- [WHAT IS BEING ASKED]: Omit the pictures from the entries below and retype everything else exactly.

- [RECORDS FOR THIS TASK]:
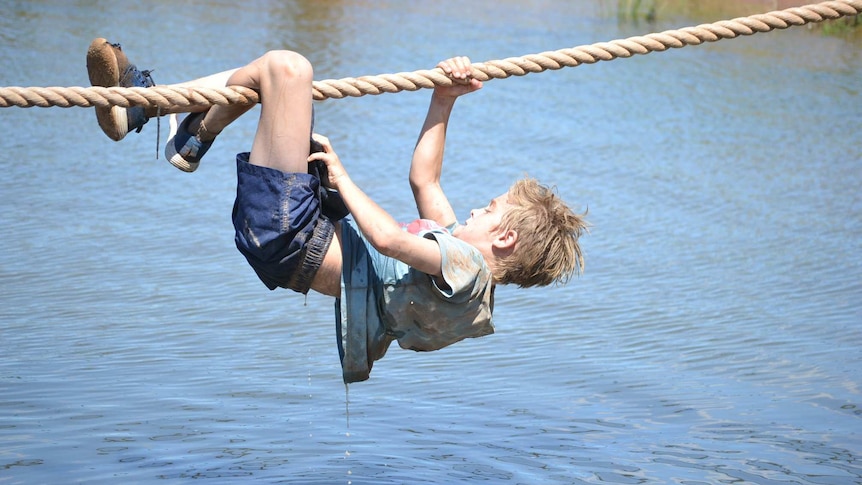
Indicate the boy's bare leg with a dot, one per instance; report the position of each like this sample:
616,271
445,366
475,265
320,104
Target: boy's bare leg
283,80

- [SOLUTION FOR THIS PROBLEM]:
Indicate the boy's bare leg with a dot, one per instance; report the position of each like this sample:
616,271
445,366
475,265
320,104
Target: boy's bare leg
283,80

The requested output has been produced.